**GIVEN EXERCISE**
Please collect every line of the material below that contains the word "shirt", and copy each one.

**INFORMATION SHOWN**
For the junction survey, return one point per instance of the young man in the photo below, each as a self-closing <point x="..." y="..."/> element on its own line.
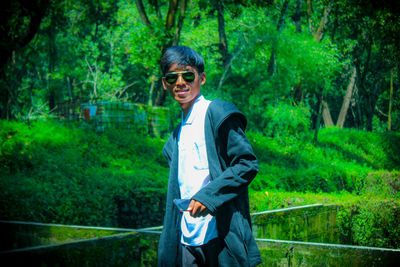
<point x="211" y="164"/>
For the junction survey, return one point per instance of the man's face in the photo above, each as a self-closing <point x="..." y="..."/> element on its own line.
<point x="184" y="92"/>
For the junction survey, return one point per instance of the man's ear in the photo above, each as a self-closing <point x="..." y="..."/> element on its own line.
<point x="164" y="85"/>
<point x="202" y="78"/>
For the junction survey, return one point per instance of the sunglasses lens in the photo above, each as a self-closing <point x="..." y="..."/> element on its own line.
<point x="171" y="78"/>
<point x="189" y="76"/>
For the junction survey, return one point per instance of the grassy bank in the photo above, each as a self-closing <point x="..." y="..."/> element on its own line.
<point x="62" y="173"/>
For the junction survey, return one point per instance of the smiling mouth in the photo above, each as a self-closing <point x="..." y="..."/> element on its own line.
<point x="182" y="91"/>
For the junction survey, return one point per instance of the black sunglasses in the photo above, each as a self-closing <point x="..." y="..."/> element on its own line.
<point x="188" y="76"/>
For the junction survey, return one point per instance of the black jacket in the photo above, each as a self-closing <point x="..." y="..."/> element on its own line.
<point x="232" y="165"/>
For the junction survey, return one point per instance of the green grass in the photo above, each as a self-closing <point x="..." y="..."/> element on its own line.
<point x="67" y="173"/>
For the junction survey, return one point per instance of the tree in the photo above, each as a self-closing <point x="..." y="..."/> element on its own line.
<point x="168" y="40"/>
<point x="19" y="22"/>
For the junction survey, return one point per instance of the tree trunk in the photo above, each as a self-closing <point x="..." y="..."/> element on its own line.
<point x="347" y="99"/>
<point x="326" y="115"/>
<point x="272" y="59"/>
<point x="142" y="13"/>
<point x="319" y="34"/>
<point x="223" y="43"/>
<point x="181" y="17"/>
<point x="297" y="15"/>
<point x="318" y="123"/>
<point x="390" y="102"/>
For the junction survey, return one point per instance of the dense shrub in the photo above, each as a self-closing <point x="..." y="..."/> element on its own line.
<point x="286" y="120"/>
<point x="67" y="173"/>
<point x="58" y="173"/>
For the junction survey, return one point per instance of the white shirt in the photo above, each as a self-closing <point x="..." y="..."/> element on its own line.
<point x="193" y="173"/>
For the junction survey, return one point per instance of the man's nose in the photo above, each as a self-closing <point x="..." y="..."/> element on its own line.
<point x="180" y="79"/>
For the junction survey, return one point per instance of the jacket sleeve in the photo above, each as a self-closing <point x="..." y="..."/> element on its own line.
<point x="238" y="162"/>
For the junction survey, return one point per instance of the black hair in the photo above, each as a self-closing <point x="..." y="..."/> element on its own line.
<point x="181" y="55"/>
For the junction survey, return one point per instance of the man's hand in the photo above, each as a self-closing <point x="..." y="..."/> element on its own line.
<point x="197" y="209"/>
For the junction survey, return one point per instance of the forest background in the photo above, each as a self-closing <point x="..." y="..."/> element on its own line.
<point x="317" y="79"/>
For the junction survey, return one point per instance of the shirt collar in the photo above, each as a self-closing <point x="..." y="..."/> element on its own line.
<point x="193" y="111"/>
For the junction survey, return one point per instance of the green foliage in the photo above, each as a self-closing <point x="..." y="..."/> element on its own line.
<point x="286" y="121"/>
<point x="371" y="222"/>
<point x="341" y="160"/>
<point x="64" y="174"/>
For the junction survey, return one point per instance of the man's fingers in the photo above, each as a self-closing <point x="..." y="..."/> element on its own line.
<point x="191" y="205"/>
<point x="199" y="209"/>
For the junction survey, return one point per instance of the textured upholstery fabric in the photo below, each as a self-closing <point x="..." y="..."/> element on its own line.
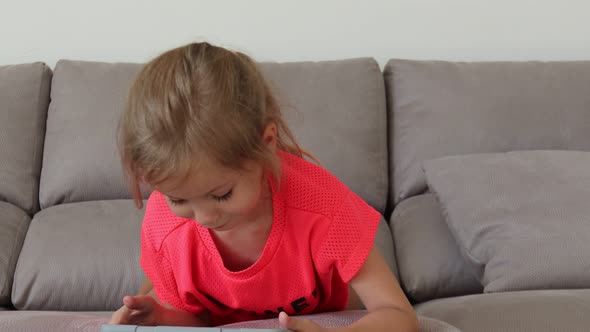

**EXERCISE RESULT**
For the junction survey, return one point per instance of the white shirt in the photo above, each as a self-closing <point x="..." y="..."/> element on its own line.
For the junction survey, return one point per instance of the shirt collar in the photo above, each as a self-closing <point x="..." y="..."/> element on its own line.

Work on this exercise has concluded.